提示文
________________________________________
患者を入院させ医療を提供する医療機関においては、患者の入院療養に伴う転倒・転落等を防止すべき安全配慮義務を負っているものと解される。
転倒・転落事故については、介護系施設に対して多くの訴訟が提起されており、平成28年1月までに公刊物に掲載された訴訟は21件ほど確認されており認容例も多い。
医療機関に対する訴訟についても、昭和40年代に請求が認容された裁判例がいくつか見受けられ、平成に入ってからも、ベッド柵の設置が明らかに不十分であることから医療機関の責任を認めたものとして、宇都宮地方裁判所平成6年9月28日(判例時報1536号93頁)や、東京高等裁判所平成11年9月16日(判例タイムズ1038号238頁)などの裁判例が存在している。
しかし、近年は、本裁判例も含めて後述の通り医療機関の責任を否定している裁判例も多い。
________________________________________
提供エントリ
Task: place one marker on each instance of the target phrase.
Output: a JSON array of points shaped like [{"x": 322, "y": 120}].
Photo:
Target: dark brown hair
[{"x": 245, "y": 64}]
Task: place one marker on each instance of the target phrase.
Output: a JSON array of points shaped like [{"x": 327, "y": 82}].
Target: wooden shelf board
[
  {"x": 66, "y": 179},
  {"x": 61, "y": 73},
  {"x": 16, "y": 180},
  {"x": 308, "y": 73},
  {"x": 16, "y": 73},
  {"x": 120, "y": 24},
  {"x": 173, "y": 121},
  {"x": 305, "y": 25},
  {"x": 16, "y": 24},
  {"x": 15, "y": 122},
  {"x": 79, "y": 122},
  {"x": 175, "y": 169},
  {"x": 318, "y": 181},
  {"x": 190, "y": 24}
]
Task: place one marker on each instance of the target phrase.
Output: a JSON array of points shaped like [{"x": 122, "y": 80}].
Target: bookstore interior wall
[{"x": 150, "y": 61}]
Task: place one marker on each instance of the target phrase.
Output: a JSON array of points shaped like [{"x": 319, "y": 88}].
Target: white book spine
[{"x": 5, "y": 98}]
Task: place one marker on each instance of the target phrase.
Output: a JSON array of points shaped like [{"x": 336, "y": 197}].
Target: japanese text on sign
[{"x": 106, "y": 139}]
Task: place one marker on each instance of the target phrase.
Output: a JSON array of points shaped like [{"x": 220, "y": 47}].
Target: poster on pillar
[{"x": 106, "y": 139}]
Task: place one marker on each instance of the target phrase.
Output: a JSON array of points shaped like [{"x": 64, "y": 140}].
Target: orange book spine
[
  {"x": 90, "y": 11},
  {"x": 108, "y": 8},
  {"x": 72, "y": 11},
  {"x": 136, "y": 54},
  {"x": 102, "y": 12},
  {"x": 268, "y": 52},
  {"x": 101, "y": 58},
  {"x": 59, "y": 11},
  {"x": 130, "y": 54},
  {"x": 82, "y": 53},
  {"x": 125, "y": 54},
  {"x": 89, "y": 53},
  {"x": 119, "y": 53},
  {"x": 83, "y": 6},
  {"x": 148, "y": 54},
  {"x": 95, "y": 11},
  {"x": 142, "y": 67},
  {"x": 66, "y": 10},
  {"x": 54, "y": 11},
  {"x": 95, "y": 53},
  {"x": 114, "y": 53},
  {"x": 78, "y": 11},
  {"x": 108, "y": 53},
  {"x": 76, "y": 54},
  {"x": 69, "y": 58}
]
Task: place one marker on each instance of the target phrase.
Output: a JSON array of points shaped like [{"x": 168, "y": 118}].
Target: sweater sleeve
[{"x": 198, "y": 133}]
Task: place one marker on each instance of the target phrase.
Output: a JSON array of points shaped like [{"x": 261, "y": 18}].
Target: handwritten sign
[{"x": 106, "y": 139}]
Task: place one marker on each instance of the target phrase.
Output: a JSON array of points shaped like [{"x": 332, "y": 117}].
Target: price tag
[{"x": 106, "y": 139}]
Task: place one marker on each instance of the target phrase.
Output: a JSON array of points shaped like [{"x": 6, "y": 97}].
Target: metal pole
________________________________________
作業内容
提示文によると、介護系施設に対する転倒・転落事故の訴訟で、平成28年1月までに公刊物に掲載されたものは何件ほど確認されているか。 エントリは提示文とは別個の資料である。

解答
21件ほど。